- RECORDS:
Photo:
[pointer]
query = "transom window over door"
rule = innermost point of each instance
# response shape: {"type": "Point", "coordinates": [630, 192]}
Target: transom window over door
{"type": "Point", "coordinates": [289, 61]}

- WHAT TO PRODUCE:
Rewrite the records with every "transom window" changed to "fanlight". Leave everything else the same.

- CORRECT RESPONSE:
Photo:
[pointer]
query = "fanlight over door"
rule = innermost point of each instance
# response shape: {"type": "Point", "coordinates": [630, 192]}
Target: fanlight over door
{"type": "Point", "coordinates": [289, 61]}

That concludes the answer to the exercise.